# Work instructions:
Rewrite the entries below, replacing every occurrence of "race car" with "sprint car" and leaving everything else unchanged. Leave the pictures out of your answer.

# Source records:
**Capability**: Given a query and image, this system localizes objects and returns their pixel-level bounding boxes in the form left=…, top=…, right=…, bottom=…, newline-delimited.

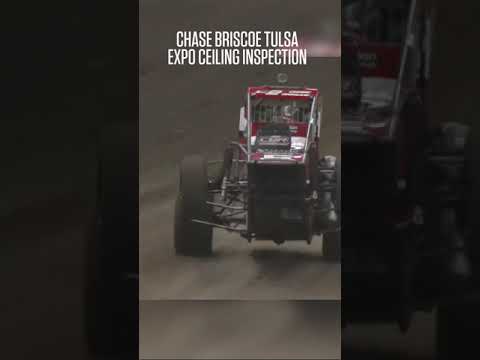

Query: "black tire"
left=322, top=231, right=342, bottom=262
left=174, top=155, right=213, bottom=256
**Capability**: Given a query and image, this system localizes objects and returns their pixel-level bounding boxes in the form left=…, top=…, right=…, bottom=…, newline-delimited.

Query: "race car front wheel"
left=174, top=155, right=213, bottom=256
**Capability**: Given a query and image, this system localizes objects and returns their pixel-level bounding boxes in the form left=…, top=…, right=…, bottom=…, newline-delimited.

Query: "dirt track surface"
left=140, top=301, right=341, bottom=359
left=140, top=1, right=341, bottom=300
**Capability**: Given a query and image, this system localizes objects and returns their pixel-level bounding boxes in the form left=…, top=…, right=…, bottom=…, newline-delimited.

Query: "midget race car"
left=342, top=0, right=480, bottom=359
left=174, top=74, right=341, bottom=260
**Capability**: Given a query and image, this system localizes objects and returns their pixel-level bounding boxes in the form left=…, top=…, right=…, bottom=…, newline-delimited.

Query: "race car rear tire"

# Full solution:
**Capability**: Given a query and image, this system localizes objects and returns their pixel-level bounding boxes in the form left=…, top=…, right=…, bottom=…, newline-delimited.


Query: "black tire"
left=322, top=231, right=342, bottom=262
left=174, top=155, right=213, bottom=256
**Capability**: Given a query and image, this system localizes objects and returns their pixel-level bounding boxes in the form left=…, top=…, right=…, bottom=…, newline-delimited.

Query: "sprint car front wheel"
left=174, top=155, right=213, bottom=256
**Capability**: Given a query and image, this system localizes objects and returns their pixel-level bounding boxes in the form left=…, top=…, right=…, bottom=…, newline-delimited.

Query: "dirt track surface"
left=140, top=301, right=341, bottom=359
left=140, top=1, right=341, bottom=300
**Capability**: Given a query and image, this system localizes objects and returns their pixel-level bounding boxes in the form left=…, top=…, right=…, bottom=…, newline-delimited.

Query: "midget sprint car"
left=342, top=0, right=480, bottom=359
left=174, top=74, right=341, bottom=260
**Capability**: Given a query and image, this system localizes objects and returns their pixel-level bounding boxes in the form left=…, top=…, right=…, bottom=…, newline-delimited.

Query: "sprint car rear tire"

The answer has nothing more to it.